— Aim of the task —
Restate the complete material exactly.

— Data for this exercise —
'''
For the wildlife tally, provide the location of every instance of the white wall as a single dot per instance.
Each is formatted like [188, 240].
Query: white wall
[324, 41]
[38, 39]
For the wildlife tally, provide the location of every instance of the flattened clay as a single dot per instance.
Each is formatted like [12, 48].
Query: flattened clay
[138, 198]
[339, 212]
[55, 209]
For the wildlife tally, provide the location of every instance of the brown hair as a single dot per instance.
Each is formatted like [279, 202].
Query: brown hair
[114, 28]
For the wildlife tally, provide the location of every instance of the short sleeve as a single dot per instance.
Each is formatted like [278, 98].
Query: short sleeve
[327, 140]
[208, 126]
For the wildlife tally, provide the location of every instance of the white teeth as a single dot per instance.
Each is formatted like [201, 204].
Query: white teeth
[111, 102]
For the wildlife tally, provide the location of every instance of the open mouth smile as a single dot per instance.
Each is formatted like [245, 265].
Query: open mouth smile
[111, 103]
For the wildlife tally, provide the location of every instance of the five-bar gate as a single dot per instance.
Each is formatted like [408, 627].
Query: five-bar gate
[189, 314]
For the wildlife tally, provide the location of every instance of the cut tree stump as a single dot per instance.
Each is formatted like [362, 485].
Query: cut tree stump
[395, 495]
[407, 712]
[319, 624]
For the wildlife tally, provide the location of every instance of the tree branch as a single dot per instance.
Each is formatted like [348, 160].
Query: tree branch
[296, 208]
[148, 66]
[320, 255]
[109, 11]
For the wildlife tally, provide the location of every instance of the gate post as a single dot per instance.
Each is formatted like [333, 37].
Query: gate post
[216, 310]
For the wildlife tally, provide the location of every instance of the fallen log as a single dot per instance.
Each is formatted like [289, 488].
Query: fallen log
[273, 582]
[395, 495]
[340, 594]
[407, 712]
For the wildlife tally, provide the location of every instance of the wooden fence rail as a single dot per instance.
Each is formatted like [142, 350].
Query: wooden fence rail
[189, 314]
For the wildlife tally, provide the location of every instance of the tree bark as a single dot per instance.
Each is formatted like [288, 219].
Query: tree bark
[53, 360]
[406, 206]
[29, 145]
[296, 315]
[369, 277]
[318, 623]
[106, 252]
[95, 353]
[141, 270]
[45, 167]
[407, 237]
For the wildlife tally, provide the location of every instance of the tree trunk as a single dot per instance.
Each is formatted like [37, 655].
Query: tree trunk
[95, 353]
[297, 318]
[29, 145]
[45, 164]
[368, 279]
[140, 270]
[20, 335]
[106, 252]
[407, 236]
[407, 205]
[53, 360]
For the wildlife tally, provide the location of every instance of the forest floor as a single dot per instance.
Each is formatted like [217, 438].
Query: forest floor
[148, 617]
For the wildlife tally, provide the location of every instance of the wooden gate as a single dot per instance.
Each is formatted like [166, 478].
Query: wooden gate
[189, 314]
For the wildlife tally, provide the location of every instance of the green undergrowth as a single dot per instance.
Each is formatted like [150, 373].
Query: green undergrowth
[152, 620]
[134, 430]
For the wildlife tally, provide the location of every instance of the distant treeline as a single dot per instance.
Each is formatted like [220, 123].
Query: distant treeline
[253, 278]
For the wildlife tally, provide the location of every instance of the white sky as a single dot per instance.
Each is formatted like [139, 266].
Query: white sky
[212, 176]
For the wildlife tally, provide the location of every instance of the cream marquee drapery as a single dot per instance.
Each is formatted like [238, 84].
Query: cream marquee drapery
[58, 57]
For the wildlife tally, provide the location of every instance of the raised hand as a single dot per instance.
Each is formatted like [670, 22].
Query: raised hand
'''
— Output for this exercise —
For the wildlife tally, provide the location of every instance of the white wall as a single dot per instance.
Each is formatted like [188, 240].
Query: white wall
[324, 41]
[38, 39]
For the wildlife tally, provide the location of every instance of the flattened clay as a single dot per instance.
Each is formatted like [12, 48].
Query: flattened clay
[138, 198]
[339, 212]
[55, 209]
For the wildlife tally, provide the location of every instance of the brown hair as a single dot per instance.
Each is formatted like [279, 202].
Query: brown hair
[114, 28]
For the wildlife tally, provide the location of every instance of the short sleeve as a single dot per instance.
Each is formatted like [278, 98].
Query: short sleeve
[327, 140]
[208, 126]
For the wildlife tally, provide the location of every instance of the white teeth as a single dot per instance.
Each is formatted like [201, 204].
Query: white teeth
[111, 102]
For the wildlife tally, provide the location of every instance of the open mouth smile as a single dot per instance.
Each is formatted like [245, 265].
Query: open mouth smile
[111, 103]
For the wildlife tally, provide the location of every instance of the five-bar gate as a single dot per instance.
Each is formatted like [408, 627].
Query: five-bar gate
[189, 314]
For the wildlife tally, provide the location of every instance of the cut tree stump as a single dot per instance.
Each is formatted like [362, 485].
Query: cut tree stump
[395, 495]
[407, 712]
[319, 624]
For the wildlife tally, provide the location of every instance of the tree branch as a single dot per instance.
Each is formatted like [348, 160].
Query: tree branch
[296, 208]
[148, 66]
[320, 255]
[109, 11]
For the wildlife tally, provide the location of every instance of the gate post as a single dot per instance.
Each is formatted like [333, 37].
Query: gate post
[216, 310]
For the wildlife tally, provide the location of every instance of the fallen log as a single dot per instance.
Each is formatted like [289, 488].
Query: fallen log
[273, 582]
[395, 495]
[340, 594]
[407, 712]
For the wildlife tally, provide the location of every instance of the wooden fence rail as a single dot per instance.
Each is formatted like [142, 350].
Query: wooden fence rail
[189, 314]
For the wildlife tally, provide the location of every instance of the tree bark as a single dot per instance.
Each is formatted like [288, 219].
Query: tree bark
[53, 360]
[406, 206]
[29, 145]
[296, 315]
[369, 277]
[318, 623]
[106, 252]
[95, 353]
[141, 270]
[45, 167]
[407, 237]
For the wildlife tally, provide the location of every instance of the tree trunk as a single dot per instance.
Each is formatted like [37, 655].
Query: tree trunk
[95, 353]
[297, 318]
[29, 145]
[45, 164]
[368, 279]
[140, 270]
[20, 335]
[106, 252]
[407, 236]
[407, 205]
[53, 360]
For the wildlife tally, provide the location of every instance of the forest floor as a single dot per instance.
Each is formatted like [217, 438].
Query: forest floor
[148, 617]
For the wildlife tally, provide the location of every instance of the wooden gate as a single dot per instance.
Each is formatted like [166, 478].
Query: wooden gate
[189, 314]
For the wildlife tally, provide the location of every instance of the green undergrowth as a single dot per instance.
Each is formatted like [150, 373].
Query: green undergrowth
[152, 620]
[134, 430]
For the wildlife tally, provide the location of every instance of the distant treeline as a single dot per instance.
Each is formatted like [220, 123].
Query: distant treeline
[253, 278]
For the wildlife tally, provide the location of every instance of the white sky as a single dot per instance.
Each is formatted like [139, 266].
Query: white sky
[212, 176]
For the wildlife tally, provide the location of every instance of the cream marquee drapery as a single dot per instance.
Each is formatted like [238, 84].
Query: cream marquee drapery
[58, 57]
For the wildlife tally, provide the location of every instance of the raised hand as a single dot per instance.
Each is formatted like [670, 22].
Query: raised hand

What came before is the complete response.